## Exercise inputs
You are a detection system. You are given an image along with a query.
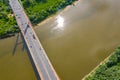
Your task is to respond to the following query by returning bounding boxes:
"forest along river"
[0,0,120,80]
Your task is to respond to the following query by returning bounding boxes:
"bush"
[0,0,76,38]
[85,47,120,80]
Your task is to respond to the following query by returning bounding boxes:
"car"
[33,34,36,39]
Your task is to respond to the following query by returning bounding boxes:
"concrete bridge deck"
[9,0,59,80]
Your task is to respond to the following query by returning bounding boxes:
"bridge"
[9,0,59,80]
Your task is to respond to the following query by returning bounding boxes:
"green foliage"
[23,0,30,7]
[23,0,75,25]
[0,0,75,38]
[85,47,120,80]
[0,1,19,39]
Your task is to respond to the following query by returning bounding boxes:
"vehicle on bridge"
[33,34,36,39]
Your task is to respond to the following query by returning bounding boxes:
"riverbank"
[0,1,19,39]
[23,0,77,25]
[36,0,80,27]
[1,0,120,79]
[0,0,76,39]
[83,46,120,80]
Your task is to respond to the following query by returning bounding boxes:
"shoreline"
[82,47,120,80]
[35,0,80,28]
[0,0,80,39]
[35,6,71,28]
[82,52,114,80]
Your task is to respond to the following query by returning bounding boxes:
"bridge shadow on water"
[12,33,41,80]
[12,33,24,55]
[25,45,41,80]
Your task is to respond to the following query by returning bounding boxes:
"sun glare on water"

## What is being asked
Nothing but the records, restated word for word and stripped of images, belongs in the answer.

## Answer section
You are a detection system. You are given an image along with a query.
Your task is to respond to the following query by returning bounding boxes:
"forest along river"
[0,0,120,80]
Your task is to respond to the following query by returning bounding boxes:
"bush"
[0,0,76,38]
[85,47,120,80]
Your task is to respond to the following query by returning bounding boxes:
"car"
[33,34,36,39]
Your task is to respond to the following query by returning bounding boxes:
"concrete bridge deck"
[9,0,59,80]
Your task is to respond to the following query by returning bounding boxes:
"bridge"
[9,0,59,80]
Your task is to respond to the following query by returning bounding boxes:
"green foliage"
[23,0,30,7]
[23,0,75,25]
[0,0,75,38]
[85,47,120,80]
[0,1,19,39]
Your task is to respond to the following query by returning bounding boxes:
"vehicle on bridge"
[33,34,36,39]
Your task is to respond to the following query by returning bounding boxes:
"riverbank"
[0,1,19,39]
[23,0,77,25]
[36,0,80,27]
[1,0,120,79]
[0,0,76,39]
[83,46,120,80]
Your task is to respond to the following query by returning bounding boxes:
"shoreline"
[82,47,120,80]
[35,0,80,28]
[0,0,80,39]
[35,6,71,28]
[82,52,114,80]
Your task is to respond to the following query by returning bounding boxes:
"bridge shadow on water"
[12,33,41,80]
[12,33,24,55]
[25,45,41,80]
Your task is to respond to the following query by returning bounding boxes:
"sun glare on water"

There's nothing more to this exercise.